WORK ITEM: All lines from the one with "Target: fireplace opening" through the end of the records below are to be given again exactly, and nothing else.

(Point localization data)

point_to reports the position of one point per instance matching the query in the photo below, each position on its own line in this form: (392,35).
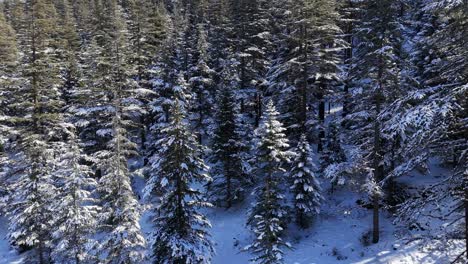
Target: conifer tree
(74,206)
(181,231)
(202,84)
(305,185)
(230,169)
(41,129)
(269,212)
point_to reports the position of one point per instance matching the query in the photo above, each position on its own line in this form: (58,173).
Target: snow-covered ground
(334,237)
(7,254)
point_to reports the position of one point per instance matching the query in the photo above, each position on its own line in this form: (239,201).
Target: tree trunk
(375,231)
(345,99)
(321,115)
(466,219)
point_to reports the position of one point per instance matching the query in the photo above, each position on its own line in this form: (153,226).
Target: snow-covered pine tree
(305,186)
(432,120)
(37,105)
(202,84)
(181,231)
(268,214)
(333,156)
(75,209)
(121,211)
(230,169)
(9,57)
(375,75)
(146,34)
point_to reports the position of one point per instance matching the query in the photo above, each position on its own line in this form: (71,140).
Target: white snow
(333,238)
(7,254)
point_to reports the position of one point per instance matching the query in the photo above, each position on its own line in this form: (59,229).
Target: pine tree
(333,158)
(268,214)
(74,206)
(305,185)
(230,169)
(181,230)
(375,71)
(120,209)
(202,84)
(41,129)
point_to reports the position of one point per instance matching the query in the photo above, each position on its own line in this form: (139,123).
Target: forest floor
(334,237)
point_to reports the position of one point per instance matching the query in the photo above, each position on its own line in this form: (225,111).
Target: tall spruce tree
(268,215)
(75,207)
(181,231)
(230,169)
(305,185)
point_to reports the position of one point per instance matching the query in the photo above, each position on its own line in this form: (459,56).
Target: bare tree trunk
(321,114)
(466,219)
(375,219)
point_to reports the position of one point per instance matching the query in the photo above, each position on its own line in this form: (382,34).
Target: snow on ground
(334,237)
(7,254)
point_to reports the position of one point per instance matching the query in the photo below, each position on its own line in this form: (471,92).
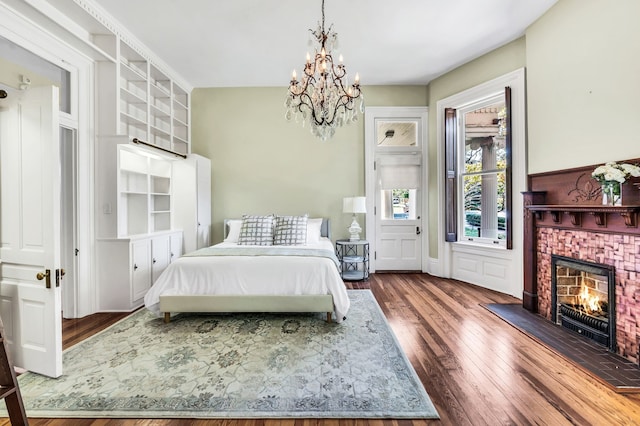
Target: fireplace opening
(583,294)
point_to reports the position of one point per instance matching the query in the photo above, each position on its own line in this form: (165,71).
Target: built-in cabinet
(128,267)
(193,178)
(151,207)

REPLY TO THE TASK:
Target: fireplace opening
(583,294)
point_to reports the position of one point per instance matching the query in the photo above, each position on its own line in this form: (165,71).
Target: built-in cabinet
(128,267)
(193,178)
(151,207)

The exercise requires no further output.